## Work request
Everything in the records below must be repeated exactly, except the pictures.

━━ Provided records ━━

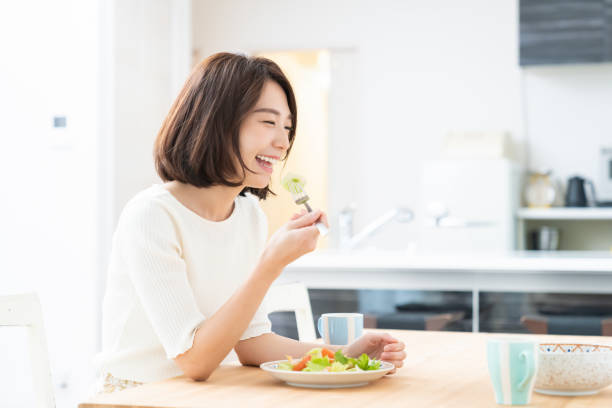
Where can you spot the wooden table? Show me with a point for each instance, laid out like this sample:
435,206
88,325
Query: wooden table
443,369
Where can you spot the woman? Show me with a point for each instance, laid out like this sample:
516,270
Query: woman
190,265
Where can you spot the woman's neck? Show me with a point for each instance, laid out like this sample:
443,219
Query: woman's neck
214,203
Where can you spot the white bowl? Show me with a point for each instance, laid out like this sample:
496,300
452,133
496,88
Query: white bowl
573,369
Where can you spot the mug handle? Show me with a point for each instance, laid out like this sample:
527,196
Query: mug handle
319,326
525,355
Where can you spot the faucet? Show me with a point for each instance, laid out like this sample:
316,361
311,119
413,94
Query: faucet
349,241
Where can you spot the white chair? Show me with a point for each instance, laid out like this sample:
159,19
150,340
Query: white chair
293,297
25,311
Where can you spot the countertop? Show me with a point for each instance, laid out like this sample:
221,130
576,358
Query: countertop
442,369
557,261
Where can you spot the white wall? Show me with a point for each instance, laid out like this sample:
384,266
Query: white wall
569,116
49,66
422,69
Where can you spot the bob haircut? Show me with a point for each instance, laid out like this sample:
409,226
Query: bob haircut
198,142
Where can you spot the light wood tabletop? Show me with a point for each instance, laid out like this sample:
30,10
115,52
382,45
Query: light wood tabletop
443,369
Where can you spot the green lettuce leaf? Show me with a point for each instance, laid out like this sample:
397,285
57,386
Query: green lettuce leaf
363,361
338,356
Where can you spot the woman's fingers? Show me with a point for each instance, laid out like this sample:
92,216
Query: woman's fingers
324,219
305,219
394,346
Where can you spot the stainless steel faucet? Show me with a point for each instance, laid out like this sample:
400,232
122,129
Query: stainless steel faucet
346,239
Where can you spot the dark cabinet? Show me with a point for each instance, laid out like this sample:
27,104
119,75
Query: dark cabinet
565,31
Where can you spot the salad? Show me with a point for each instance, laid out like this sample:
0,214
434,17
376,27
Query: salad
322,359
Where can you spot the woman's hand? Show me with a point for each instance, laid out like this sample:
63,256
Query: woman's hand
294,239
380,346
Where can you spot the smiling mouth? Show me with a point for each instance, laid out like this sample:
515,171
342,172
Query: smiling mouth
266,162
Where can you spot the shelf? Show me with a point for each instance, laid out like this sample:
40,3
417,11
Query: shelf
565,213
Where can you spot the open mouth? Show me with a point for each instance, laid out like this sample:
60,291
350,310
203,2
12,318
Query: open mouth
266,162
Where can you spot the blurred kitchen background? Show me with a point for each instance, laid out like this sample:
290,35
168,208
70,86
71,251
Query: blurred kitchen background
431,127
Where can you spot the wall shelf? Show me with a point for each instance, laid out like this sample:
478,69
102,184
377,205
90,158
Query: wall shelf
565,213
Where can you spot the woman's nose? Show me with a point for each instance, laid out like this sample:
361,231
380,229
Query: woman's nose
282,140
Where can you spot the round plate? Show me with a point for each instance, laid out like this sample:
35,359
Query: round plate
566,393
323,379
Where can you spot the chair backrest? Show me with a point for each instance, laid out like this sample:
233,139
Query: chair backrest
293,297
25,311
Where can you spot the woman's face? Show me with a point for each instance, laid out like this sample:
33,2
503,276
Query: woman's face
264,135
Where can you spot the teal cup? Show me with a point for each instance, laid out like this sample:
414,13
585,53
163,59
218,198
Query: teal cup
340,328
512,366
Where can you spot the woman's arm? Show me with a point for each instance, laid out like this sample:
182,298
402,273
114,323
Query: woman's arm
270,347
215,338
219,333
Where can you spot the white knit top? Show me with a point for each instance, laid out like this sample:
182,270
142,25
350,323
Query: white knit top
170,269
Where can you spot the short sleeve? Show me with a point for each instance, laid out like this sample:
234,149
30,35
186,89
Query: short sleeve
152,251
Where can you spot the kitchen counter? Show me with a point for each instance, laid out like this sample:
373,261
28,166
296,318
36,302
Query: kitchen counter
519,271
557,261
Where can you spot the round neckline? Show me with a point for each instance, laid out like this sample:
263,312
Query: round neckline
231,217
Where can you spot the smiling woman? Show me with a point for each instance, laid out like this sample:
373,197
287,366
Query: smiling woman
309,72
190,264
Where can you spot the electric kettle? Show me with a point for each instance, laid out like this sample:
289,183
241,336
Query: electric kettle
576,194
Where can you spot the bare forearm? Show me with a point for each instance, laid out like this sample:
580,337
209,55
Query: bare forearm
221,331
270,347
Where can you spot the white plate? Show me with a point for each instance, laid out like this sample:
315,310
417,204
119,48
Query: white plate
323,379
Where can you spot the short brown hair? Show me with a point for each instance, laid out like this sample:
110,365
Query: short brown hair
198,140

━━━

## Result of this task
Where can you spot the wooden table? Show me with a point for each instance, laid out like this sample:
435,206
88,325
Query: wooden table
443,369
Where can you spot the woman? Show me with a point for each instance, laid out like this sample:
516,270
Query: woman
190,265
Where can you spot the woman's neck? Show me with a point for each instance, laid out like this sample:
443,219
Query: woman's neck
214,203
Where can you spot the white bowl? Show me with a point for each instance, laid out like this sample:
496,300
452,133
496,88
Query: white bowl
573,369
Where can you spot the mug handle? Show me with a point for each instance, laid out like this sample:
527,196
Query: mug handle
319,326
525,355
Where can you spot the faucet? Show me with a point for each instance, laid out like this sample:
316,361
311,119
413,94
Query: faucet
349,241
Where can you spot the white chair? Show me with a point for each instance, laid out like this sample:
159,19
150,340
Query: white chair
293,297
25,311
Where can you spot the countertop? Show me with a point for each instance, laid out like this sample:
221,130
576,358
Query: countertop
442,369
557,261
Where can you spot the white wall? Show me with a point for each instance, laid out like this sample:
384,266
Query: white wall
569,116
49,66
422,69
Where can you spot the bob haircut? Show me with a point for each instance, laid out like this sample:
409,226
Query: bob haircut
198,142
Where can you spot the light wood tabletop? Show me with a point for each instance, laid out like this sample:
30,10
115,52
382,45
Query: light wood tabletop
443,369
Where can you spot the green lettuce leaf? Show me with a point for each instance, laid out like this sample:
397,285
57,386
Query: green lettuce leaf
363,361
338,356
Where can you spot the woman's fingers? Show me with a point for each instance, laid out like this sample:
92,216
Query: woman's fingers
324,219
305,219
394,346
Where can you spot the stainless steel faucet? Show me with a point for each instance, laid out like this sample:
400,232
122,129
Query: stainless steel faucet
346,239
Where can you spot the dark cabinet? Show me with a point for each instance, laid out like this sample:
27,104
119,75
Query: dark cabinet
565,31
Where can you spot the salad? Show me with a point for each instance, laid out like this sample:
0,214
434,17
376,27
Query: salad
322,359
Where can you spot the woman's hand? Show me with a point for each instance, laid out like this sample:
63,256
Query: woman's hand
294,239
380,346
Where can you spot the smiling mouth? Show me with a point for each instance, laid out like this sample:
515,171
342,172
Query: smiling mouth
266,162
Where can you spot the shelf? Show me with a point for each instance, laid out like this sample:
40,3
417,11
Query: shelf
565,213
Where can you spot the open mouth? Show me with a point for each instance, laid out like this sample:
60,291
350,310
203,2
12,318
Query: open mouth
266,162
Where can you spot the blurred kitchen background? Show me with a point for each instance, laid out like this sample:
290,35
168,208
70,86
71,251
Query: blurred kitchen background
431,127
Where can you spot the wall shelf? Show me with a point for each instance, laid out like this sample:
478,69
102,184
377,205
90,158
Query: wall shelf
565,213
Where can you spot the woman's nose? Show me with a point for each instance, laid out like this sample:
361,231
380,229
Query: woman's nose
282,140
Where can you spot the round plate? Show me with a point for each instance, laid out like this sample:
35,359
Query: round plate
566,393
323,379
Where can you spot the chair backrest? Show me with a point for each instance, laid out like this sample:
233,139
Query: chair backrest
293,297
25,311
Where can you spot the woman's face? Show me with a point for each instance, laid out like this sample:
33,2
503,276
Query: woman's face
264,135
Where can you spot the teal cup? Show me with a point for each instance, laid out like this sample:
414,13
585,53
163,59
218,198
Query: teal cup
340,328
512,366
Where can you spot the woman's arm? Show me with a point for each instance, laid out like this sample:
182,298
402,273
114,323
Query: woman's arm
270,347
215,338
219,333
Where can you spot the white knit top? Show me with a point for each instance, laid out like this sample:
182,270
142,25
350,323
Query: white knit top
170,269
Where can you spot the short sleeve? Show me with a point for each instance, laid out like this sample:
234,149
30,35
186,89
Query: short sleeve
152,251
Where can you spot the kitchen counter? Show me with a point for each instance, laid out like this sample:
373,261
28,166
296,318
36,302
Query: kitchen counter
519,271
557,261
Where can you spot the round neckline? Show me with a point for each instance, laid out like this sample:
263,312
Query: round neckline
231,217
Where can you spot the smiling woman? Show me with a point for each instance, laid out like this sample:
373,197
287,366
Query: smiling woman
309,72
190,264
Where can you spot the electric kettle? Show me with a point for each instance, laid out like this sample:
289,183
241,336
Query: electric kettle
576,194
Where can you spot the bare forearm? Show me with a point for each instance, laid out like this sample:
580,337
209,55
Query: bare forearm
221,331
270,347
Where can you spot the white plate? Show me with a point for each instance, laid out like this sample:
315,310
417,204
119,48
Query: white plate
323,379
Where can you spot the short brown hair? Show me with a point for each instance, laid out like this sample:
110,365
Query: short brown hair
198,140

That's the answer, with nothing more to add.